>> Start Supplied records

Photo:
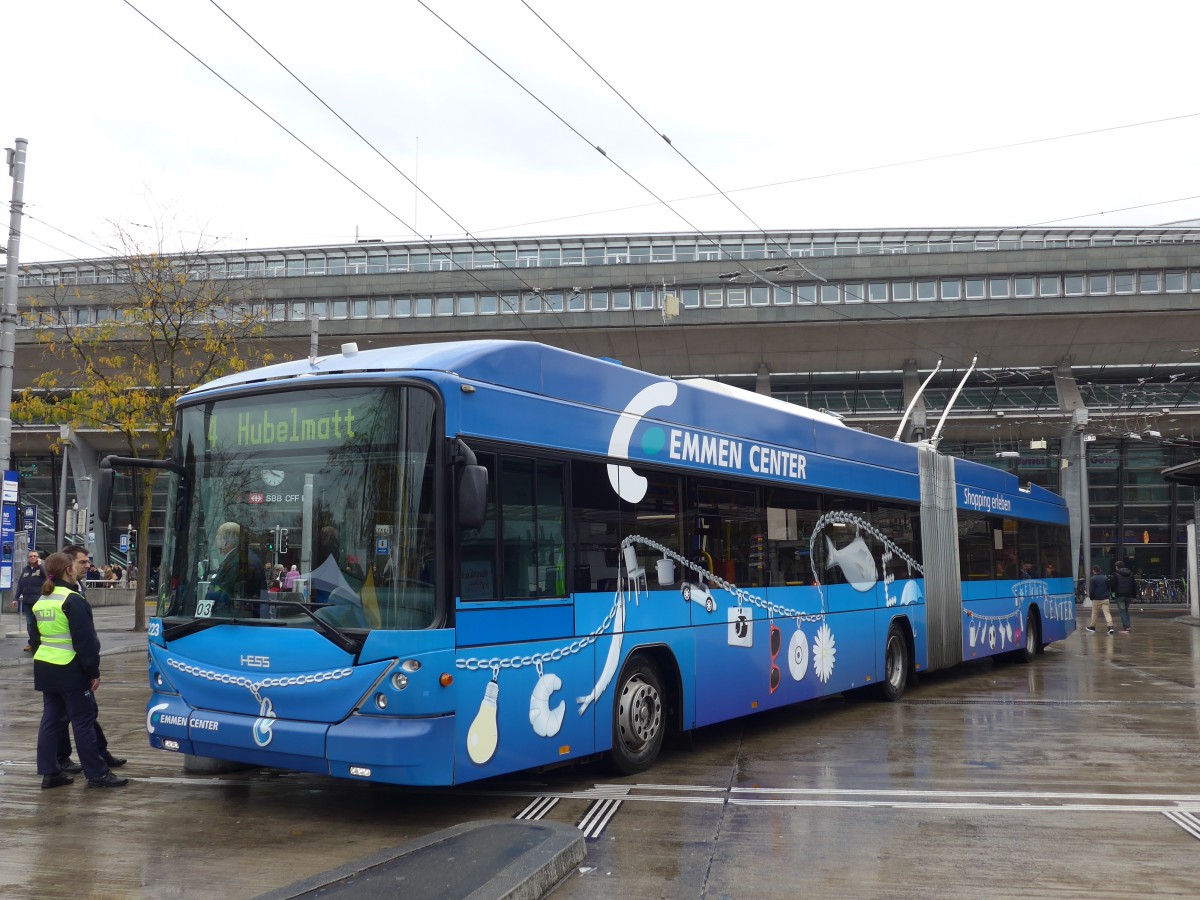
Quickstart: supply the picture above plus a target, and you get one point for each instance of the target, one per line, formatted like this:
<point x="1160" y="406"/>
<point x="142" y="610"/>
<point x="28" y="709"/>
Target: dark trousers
<point x="65" y="741"/>
<point x="78" y="708"/>
<point x="1123" y="609"/>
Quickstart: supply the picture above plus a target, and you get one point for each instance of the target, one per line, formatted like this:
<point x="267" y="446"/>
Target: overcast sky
<point x="778" y="103"/>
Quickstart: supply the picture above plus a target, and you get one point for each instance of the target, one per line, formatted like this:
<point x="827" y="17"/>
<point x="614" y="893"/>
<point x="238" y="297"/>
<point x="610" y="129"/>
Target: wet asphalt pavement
<point x="1077" y="775"/>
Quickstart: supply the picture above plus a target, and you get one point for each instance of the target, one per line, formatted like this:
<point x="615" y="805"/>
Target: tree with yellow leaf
<point x="162" y="325"/>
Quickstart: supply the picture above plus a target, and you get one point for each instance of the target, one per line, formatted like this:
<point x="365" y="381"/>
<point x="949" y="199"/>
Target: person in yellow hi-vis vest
<point x="66" y="671"/>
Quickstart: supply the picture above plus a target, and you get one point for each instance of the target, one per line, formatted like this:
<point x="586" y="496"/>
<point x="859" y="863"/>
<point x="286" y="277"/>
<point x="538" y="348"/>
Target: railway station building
<point x="1069" y="357"/>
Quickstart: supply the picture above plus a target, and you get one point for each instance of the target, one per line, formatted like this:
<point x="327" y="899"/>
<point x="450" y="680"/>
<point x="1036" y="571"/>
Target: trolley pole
<point x="9" y="311"/>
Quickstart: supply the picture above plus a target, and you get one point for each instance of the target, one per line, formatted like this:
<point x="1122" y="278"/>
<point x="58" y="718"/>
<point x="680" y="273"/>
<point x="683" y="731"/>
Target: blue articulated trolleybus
<point x="509" y="556"/>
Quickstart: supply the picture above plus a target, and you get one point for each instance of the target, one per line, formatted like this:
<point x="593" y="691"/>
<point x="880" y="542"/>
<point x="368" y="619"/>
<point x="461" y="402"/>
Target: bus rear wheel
<point x="895" y="666"/>
<point x="1032" y="643"/>
<point x="639" y="721"/>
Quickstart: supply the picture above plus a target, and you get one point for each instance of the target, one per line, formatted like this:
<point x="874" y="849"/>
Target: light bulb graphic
<point x="483" y="736"/>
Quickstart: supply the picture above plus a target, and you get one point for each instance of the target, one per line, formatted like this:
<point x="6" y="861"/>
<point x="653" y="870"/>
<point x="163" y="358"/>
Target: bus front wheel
<point x="639" y="720"/>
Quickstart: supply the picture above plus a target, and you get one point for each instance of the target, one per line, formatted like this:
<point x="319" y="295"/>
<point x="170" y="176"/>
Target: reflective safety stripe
<point x="54" y="629"/>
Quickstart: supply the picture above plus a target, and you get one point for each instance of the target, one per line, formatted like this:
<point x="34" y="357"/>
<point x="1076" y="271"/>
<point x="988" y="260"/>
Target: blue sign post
<point x="29" y="522"/>
<point x="7" y="527"/>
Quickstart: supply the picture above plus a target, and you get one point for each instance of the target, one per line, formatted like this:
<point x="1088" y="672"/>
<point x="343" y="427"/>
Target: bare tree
<point x="161" y="323"/>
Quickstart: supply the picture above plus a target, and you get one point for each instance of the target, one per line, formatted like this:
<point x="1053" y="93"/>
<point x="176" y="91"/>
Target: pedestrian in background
<point x="29" y="589"/>
<point x="66" y="671"/>
<point x="1098" y="589"/>
<point x="1125" y="588"/>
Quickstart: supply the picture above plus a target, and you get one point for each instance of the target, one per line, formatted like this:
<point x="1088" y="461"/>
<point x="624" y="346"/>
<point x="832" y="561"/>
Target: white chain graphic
<point x="743" y="597"/>
<point x="496" y="663"/>
<point x="256" y="687"/>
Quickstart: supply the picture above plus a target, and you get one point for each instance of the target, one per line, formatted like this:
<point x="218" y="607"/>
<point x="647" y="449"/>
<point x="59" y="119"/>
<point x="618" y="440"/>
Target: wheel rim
<point x="641" y="713"/>
<point x="894" y="661"/>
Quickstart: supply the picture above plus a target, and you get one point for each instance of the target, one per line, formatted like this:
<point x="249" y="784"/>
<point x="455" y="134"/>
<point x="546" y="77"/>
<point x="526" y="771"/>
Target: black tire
<point x="1032" y="643"/>
<point x="639" y="718"/>
<point x="895" y="666"/>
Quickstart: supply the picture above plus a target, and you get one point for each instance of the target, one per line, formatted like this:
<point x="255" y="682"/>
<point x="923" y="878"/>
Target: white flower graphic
<point x="823" y="652"/>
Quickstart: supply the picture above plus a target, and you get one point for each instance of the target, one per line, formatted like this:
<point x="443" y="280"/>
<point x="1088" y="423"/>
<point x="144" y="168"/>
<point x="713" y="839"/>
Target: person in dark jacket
<point x="79" y="555"/>
<point x="29" y="589"/>
<point x="1098" y="589"/>
<point x="66" y="671"/>
<point x="1125" y="589"/>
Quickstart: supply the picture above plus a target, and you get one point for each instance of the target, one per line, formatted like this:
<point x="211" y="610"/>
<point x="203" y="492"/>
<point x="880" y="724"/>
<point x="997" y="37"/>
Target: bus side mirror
<point x="472" y="496"/>
<point x="105" y="496"/>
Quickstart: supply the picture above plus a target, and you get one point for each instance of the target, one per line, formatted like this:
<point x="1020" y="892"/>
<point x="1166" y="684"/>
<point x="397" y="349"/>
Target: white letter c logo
<point x="628" y="484"/>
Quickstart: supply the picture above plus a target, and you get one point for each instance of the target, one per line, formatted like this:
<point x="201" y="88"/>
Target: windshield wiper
<point x="340" y="639"/>
<point x="187" y="628"/>
<point x="329" y="630"/>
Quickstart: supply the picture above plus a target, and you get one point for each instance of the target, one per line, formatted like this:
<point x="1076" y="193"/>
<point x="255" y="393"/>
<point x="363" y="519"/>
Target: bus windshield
<point x="306" y="508"/>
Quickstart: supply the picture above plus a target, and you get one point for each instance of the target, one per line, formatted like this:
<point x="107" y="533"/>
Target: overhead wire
<point x="859" y="171"/>
<point x="700" y="232"/>
<point x="342" y="174"/>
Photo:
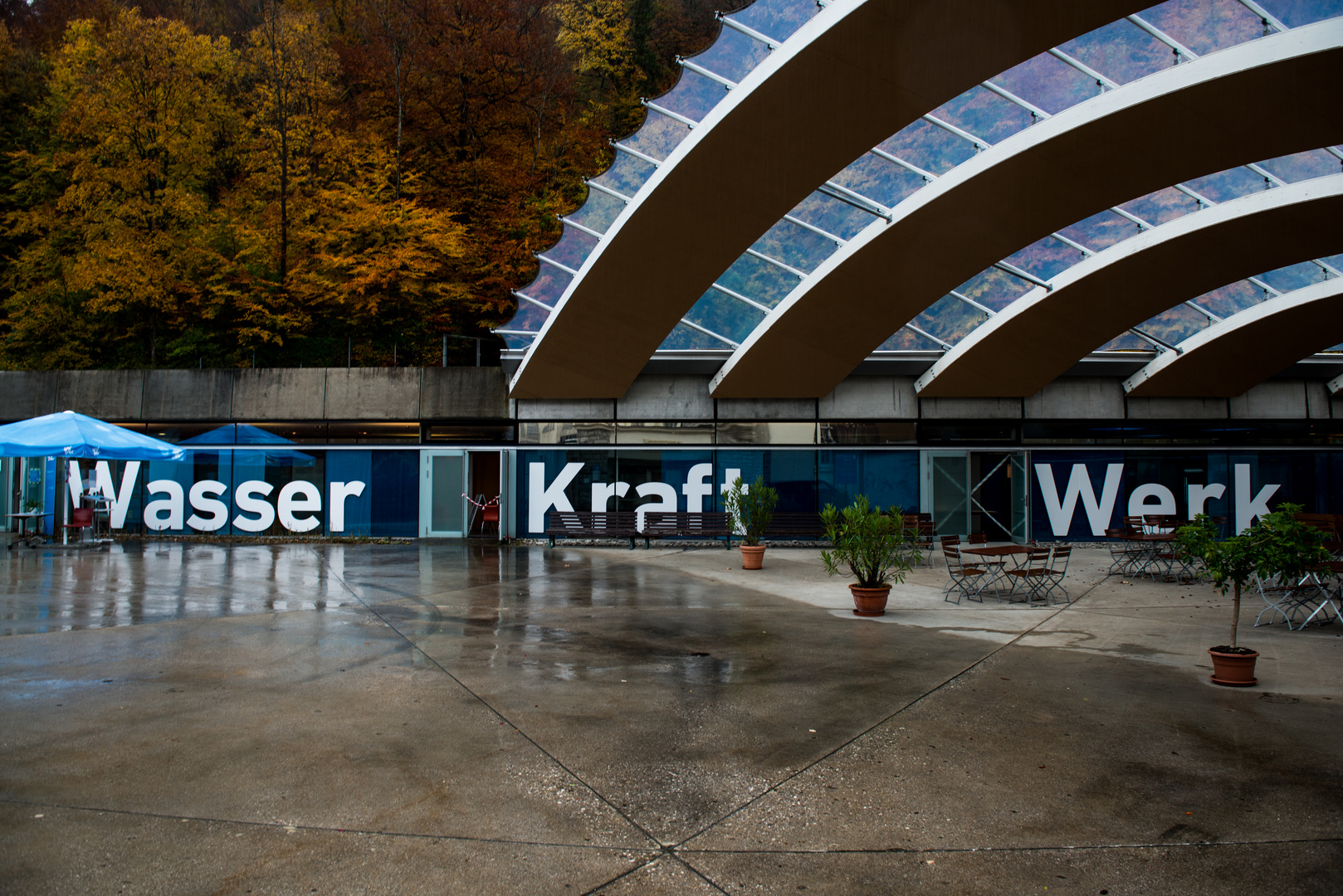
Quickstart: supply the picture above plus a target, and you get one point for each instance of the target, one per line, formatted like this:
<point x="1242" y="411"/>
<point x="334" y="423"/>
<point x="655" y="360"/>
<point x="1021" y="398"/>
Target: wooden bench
<point x="664" y="524"/>
<point x="587" y="524"/>
<point x="795" y="525"/>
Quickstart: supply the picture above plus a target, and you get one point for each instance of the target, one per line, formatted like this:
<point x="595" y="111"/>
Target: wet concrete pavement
<point x="402" y="719"/>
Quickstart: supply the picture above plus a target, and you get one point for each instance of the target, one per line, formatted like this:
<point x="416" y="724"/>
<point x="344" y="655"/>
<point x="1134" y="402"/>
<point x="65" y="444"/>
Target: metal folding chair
<point x="1123" y="553"/>
<point x="967" y="579"/>
<point x="1033" y="571"/>
<point x="1054" y="571"/>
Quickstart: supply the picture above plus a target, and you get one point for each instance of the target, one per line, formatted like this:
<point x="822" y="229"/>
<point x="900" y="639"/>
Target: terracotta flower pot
<point x="869" y="602"/>
<point x="752" y="555"/>
<point x="1233" y="670"/>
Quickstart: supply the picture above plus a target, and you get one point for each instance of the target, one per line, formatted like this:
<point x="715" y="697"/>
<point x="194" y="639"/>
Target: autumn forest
<point x="207" y="183"/>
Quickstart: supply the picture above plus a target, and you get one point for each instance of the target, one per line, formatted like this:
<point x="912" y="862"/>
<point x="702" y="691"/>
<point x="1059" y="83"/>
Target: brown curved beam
<point x="1174" y="125"/>
<point x="1237" y="353"/>
<point x="1043" y="334"/>
<point x="847" y="80"/>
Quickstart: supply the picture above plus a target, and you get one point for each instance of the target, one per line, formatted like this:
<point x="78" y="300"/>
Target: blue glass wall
<point x="1079" y="494"/>
<point x="265" y="492"/>
<point x="806" y="480"/>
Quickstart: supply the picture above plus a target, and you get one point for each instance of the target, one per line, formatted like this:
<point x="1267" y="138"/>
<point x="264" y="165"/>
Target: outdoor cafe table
<point x="1014" y="553"/>
<point x="23" y="523"/>
<point x="1150" y="548"/>
<point x="1314" y="596"/>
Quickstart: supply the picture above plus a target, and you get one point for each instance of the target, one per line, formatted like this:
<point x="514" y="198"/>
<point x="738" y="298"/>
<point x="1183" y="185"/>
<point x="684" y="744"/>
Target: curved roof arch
<point x="1041" y="334"/>
<point x="1104" y="151"/>
<point x="856" y="73"/>
<point x="1244" y="349"/>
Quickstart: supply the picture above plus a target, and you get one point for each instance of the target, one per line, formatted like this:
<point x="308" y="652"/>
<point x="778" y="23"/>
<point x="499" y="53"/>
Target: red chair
<point x="80" y="519"/>
<point x="491" y="518"/>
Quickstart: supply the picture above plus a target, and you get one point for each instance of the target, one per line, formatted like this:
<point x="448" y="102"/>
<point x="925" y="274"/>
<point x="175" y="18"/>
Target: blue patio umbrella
<point x="247" y="437"/>
<point x="74" y="436"/>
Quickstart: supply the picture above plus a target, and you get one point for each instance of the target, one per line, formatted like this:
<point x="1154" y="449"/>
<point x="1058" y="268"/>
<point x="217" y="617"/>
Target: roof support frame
<point x="1097" y="143"/>
<point x="1244" y="349"/>
<point x="1041" y="334"/>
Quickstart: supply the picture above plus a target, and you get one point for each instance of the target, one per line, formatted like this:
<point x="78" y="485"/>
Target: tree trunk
<point x="1236" y="609"/>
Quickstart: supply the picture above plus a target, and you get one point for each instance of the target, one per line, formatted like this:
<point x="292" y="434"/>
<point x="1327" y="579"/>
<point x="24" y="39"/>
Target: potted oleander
<point x="1277" y="546"/>
<point x="877" y="548"/>
<point x="751" y="509"/>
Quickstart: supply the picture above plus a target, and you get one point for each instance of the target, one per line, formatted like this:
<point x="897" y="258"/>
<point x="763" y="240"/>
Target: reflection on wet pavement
<point x="460" y="718"/>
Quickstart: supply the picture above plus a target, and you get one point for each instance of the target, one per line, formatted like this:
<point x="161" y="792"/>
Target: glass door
<point x="442" y="500"/>
<point x="947" y="490"/>
<point x="1017" y="473"/>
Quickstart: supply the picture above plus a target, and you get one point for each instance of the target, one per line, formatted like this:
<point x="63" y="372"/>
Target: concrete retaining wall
<point x="481" y="394"/>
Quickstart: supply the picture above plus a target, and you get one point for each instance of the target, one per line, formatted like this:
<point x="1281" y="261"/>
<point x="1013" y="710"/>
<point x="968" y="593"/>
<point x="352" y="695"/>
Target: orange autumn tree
<point x="374" y="257"/>
<point x="117" y="251"/>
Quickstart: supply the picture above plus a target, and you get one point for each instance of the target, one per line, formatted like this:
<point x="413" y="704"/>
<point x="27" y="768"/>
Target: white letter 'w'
<point x="1079" y="484"/>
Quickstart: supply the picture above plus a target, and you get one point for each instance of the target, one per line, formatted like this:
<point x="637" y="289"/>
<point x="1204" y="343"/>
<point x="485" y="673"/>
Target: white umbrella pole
<point x="61" y="501"/>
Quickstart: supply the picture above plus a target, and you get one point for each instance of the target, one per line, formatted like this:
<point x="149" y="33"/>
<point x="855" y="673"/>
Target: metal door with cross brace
<point x="945" y="494"/>
<point x="442" y="500"/>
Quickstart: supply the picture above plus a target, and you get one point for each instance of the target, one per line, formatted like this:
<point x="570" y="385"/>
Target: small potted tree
<point x="751" y="509"/>
<point x="1277" y="546"/>
<point x="877" y="548"/>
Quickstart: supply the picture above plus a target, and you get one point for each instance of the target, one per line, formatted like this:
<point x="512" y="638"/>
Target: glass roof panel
<point x="758" y="281"/>
<point x="906" y="340"/>
<point x="658" y="136"/>
<point x="928" y="147"/>
<point x="1284" y="280"/>
<point x="1175" y="325"/>
<point x="1126" y="343"/>
<point x="994" y="288"/>
<point x="725" y="316"/>
<point x="573" y="249"/>
<point x="832" y="215"/>
<point x="984" y="114"/>
<point x="794" y="246"/>
<point x="1121" y="51"/>
<point x="626" y="173"/>
<point x="1047" y="258"/>
<point x="1101" y="231"/>
<point x="1160" y="207"/>
<point x="777" y="19"/>
<point x="1295" y="14"/>
<point x="1303" y="165"/>
<point x="548" y="285"/>
<point x="686" y="338"/>
<point x="1228" y="184"/>
<point x="1048" y="82"/>
<point x="732" y="56"/>
<point x="530" y="319"/>
<point x="1232" y="299"/>
<point x="878" y="180"/>
<point x="950" y="319"/>
<point x="1205" y="26"/>
<point x="598" y="212"/>
<point x="693" y="95"/>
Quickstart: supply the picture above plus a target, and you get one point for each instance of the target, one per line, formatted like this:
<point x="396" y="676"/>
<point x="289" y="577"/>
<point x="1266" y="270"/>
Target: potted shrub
<point x="1277" y="544"/>
<point x="751" y="508"/>
<point x="877" y="550"/>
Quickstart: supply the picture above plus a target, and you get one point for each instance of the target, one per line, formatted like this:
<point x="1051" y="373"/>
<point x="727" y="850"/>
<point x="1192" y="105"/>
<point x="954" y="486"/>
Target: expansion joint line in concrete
<point x="886" y="719"/>
<point x="1043" y="848"/>
<point x="485" y="703"/>
<point x="323" y="829"/>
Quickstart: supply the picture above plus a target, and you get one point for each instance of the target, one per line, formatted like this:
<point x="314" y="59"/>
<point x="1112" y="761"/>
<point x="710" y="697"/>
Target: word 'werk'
<point x="1147" y="499"/>
<point x="295" y="505"/>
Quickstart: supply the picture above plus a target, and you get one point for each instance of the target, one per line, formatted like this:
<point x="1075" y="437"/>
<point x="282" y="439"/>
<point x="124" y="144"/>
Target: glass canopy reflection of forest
<point x="1123" y="51"/>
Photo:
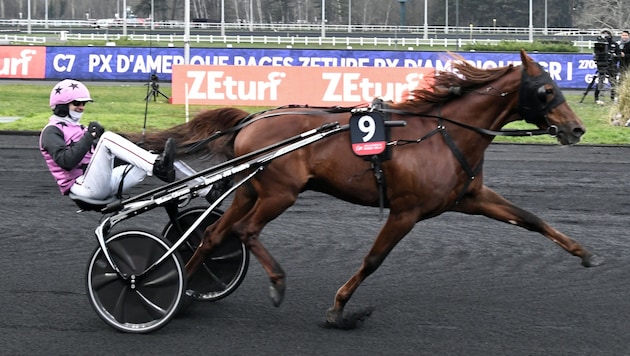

>> End Supplied records

# What is expected
Report every line of the items above that contains the string "blue".

# Exercise response
Target: blue articulated trolleybus
Target: blue sign post
Target: blue glass wall
Target: blue patio umbrella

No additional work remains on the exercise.